** PROBLEM **
Find each line in the listing below that contains the word "Provide" and copy those lines. Count a line only if the word's capitalization matches.

** RECORDS FOR THIS EXERCISE **
:::
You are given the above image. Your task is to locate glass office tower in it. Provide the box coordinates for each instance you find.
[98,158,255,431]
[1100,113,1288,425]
:::
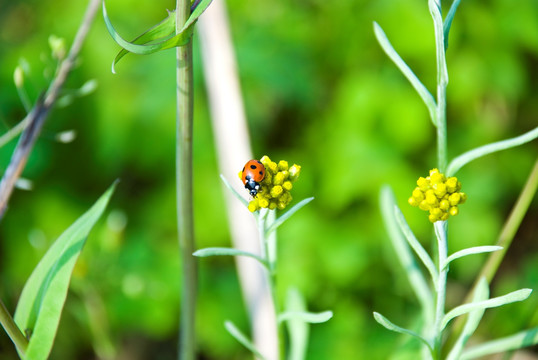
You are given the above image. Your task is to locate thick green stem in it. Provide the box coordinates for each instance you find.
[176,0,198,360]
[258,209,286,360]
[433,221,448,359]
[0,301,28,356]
:::
** THE RESULT **
You are given the above image. Your task is to locate glass office tower in it. Provide the box coordinates for each instance you find.
You are given the above image. Your task is to locate thick green stem in it. Provide the box coordinates for each instance you find.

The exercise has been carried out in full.